• Available data
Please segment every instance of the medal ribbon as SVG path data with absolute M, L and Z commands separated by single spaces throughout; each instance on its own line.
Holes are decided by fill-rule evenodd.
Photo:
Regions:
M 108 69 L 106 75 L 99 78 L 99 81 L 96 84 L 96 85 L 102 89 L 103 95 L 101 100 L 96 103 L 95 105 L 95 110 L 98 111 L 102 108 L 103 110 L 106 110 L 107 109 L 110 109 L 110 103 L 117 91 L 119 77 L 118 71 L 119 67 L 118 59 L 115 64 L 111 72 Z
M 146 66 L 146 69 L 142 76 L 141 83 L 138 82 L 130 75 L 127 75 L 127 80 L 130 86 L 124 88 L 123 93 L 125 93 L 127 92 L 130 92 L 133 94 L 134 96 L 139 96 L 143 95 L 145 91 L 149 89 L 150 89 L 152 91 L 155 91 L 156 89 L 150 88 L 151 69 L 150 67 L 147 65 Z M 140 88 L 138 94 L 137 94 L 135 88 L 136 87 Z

• What you need to do
Write out all of the data above verbatim, reproducing every line without alteration.

• Correct result
Please segment every instance of the medal ribbon as SVG path data with absolute M, L and Z commands separated by single spaces throughout; each instance on its own line.
Holes are decided by fill-rule evenodd.
Photo:
Regions:
M 108 69 L 106 75 L 99 78 L 99 81 L 96 84 L 96 85 L 102 89 L 103 95 L 101 100 L 96 103 L 95 105 L 95 110 L 98 111 L 102 108 L 103 110 L 106 110 L 107 109 L 110 109 L 110 103 L 117 91 L 119 77 L 118 71 L 119 67 L 118 59 L 115 64 L 111 72 Z
M 146 66 L 146 69 L 142 76 L 141 83 L 138 82 L 130 75 L 127 75 L 127 80 L 130 86 L 124 88 L 123 93 L 125 93 L 127 92 L 130 92 L 133 94 L 134 96 L 139 96 L 143 95 L 145 91 L 149 89 L 150 89 L 152 91 L 155 91 L 156 89 L 150 88 L 151 69 L 150 67 L 147 65 Z M 140 88 L 138 94 L 137 94 L 135 88 L 136 87 Z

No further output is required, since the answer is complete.